→ **Petunjuk Kerja**
- 1) Sebutkan semua nama tempat yang muncul dalam artikel tentang dua tahun UU Kesehatan, tanpa menghitung nama yang menjadi bagian dari nama lembaga.
- 2) Teruskan artikel tentang dua tahun UU Kesehatan, dimulai tepat setelah kalimat terakhir yang tercantum.

Dua Tahun UU Kesehatan: Janji Perlindungan Nakes di Tengah Gelombang Kontroversi dan Kasus Nyata

0
41
https://beritaadikara.com/dua-tahun-uu-kesehatan-janji-perlindungan-nakes-di-tengah-gelombang-kontroversi-dan-kasus-nyata/

Surabaya | Berita Adikara – Dua tahun setelah pengesahan Undang-Undang Nomor 17 Tahun 2023 tentang Kesehatan pada Juli 2023, DPR RI terus mengawal implementasinya sebagai tonggak transformasi sistem kesehatan nasional.

Ketua DPR Puan Maharani, yang memimpin rapat paripurna saat itu, kini menekankan komitmen untuk memantau penerapan aturan ini di tengah pandemi pasca-COVID-19 yang masih meninggalkan bekas. UU ini, dengan pendekatan omnibus law yang menggabungkan 13 undang-undang lama, diharapkan mengatasi disparitas akses kesehatan dari Sabang sampai Merauke.

Namun, di 2025, implementasi masih menghadapi tantangan, seperti keterlambatan penyusunan Rencana Induk Bidang Kesehatan (RIBK) yang menjadi panduan alokasi anggaran, sebagaimana dicatat dalam laporan terbaru dari Kementerian Kesehatan.

Salah satu contoh nyata manfaat UU ini terlihat dalam kasus perlindungan hukum bagi tenaga kesehatan (nakes). Pada awal 2024, seorang dokter di Depok menghadapi tuntutan hukum dari keluarga pasien akibat komplikasi operasi, tapi berkat Pasal 268 UU Kesehatan yang memperkuat mediasi sebagai alternatif penyelesaian sengketa, kasus tersebut diselesaikan di luar pengadilan melalui proses damai yang didukung Konsil Kedokteran Indonesia.

→ **Data yang Diberikan**
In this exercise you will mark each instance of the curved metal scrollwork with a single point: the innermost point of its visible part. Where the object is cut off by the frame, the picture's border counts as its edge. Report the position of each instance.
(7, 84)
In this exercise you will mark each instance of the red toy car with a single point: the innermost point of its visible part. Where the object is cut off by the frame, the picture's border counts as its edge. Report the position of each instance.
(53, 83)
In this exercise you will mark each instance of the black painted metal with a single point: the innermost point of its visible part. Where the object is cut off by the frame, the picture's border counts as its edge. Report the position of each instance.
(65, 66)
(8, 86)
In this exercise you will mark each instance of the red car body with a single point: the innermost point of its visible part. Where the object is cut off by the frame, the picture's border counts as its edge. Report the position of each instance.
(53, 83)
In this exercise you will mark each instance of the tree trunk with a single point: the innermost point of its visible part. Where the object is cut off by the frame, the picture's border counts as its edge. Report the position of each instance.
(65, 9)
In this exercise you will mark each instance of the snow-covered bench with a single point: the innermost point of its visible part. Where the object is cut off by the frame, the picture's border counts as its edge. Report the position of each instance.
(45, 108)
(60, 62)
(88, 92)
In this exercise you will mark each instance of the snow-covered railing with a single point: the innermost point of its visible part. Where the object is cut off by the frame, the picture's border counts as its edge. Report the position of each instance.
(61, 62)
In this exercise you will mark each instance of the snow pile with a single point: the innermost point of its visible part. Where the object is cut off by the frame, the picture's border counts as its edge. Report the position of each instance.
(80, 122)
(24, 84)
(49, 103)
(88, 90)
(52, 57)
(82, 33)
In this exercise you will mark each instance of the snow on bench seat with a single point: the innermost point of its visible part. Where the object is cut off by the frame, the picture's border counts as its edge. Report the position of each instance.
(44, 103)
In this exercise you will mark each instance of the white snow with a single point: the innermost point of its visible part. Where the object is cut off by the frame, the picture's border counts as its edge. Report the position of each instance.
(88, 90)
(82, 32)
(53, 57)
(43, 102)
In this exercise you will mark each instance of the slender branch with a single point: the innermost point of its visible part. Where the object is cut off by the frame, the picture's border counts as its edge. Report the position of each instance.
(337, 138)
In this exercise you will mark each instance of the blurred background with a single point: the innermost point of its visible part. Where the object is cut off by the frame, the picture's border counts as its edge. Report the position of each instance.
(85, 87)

→ **Hasil Berurutan**
- 1) Surabaya, Sabang, Merauke, Depok

- 2)
“Ini membuktikan UU baru memberikan payung hukum yang lebih kuat, mencegah nakes terjebak dalam litigasi panjang,” ujar Puan dalam pernyataan terbarunya. Selain itu, peningkatan kesejahteraan nakes melalui program pelatihan berkelanjutan, seperti studi kasus di rumah sakit swasta Depok pada November 2024, menunjukkan peningkatan performa perawat hingga 20% berkat implementasi standar Health Promoting Hospital.

Meski demikian, kontroversi tak kunjung reda. Protes massal dokter dan perawat pada Juni 2023, yang menolak pendekatan omnibus karena dianggap kurang partisipatif, berlanjut ke ranah hukum. Pada Maret 2025, Mahkamah Konstitusi (MK) dan Pengadilan Tata Usaha Negara (PTUN) menolak gugatan dari Ikatan Dokter Indonesia (IDI) terhadap beberapa pasal UU, termasuk yang mengatur sertifikasi profesi dan dominasi organisasi profesi.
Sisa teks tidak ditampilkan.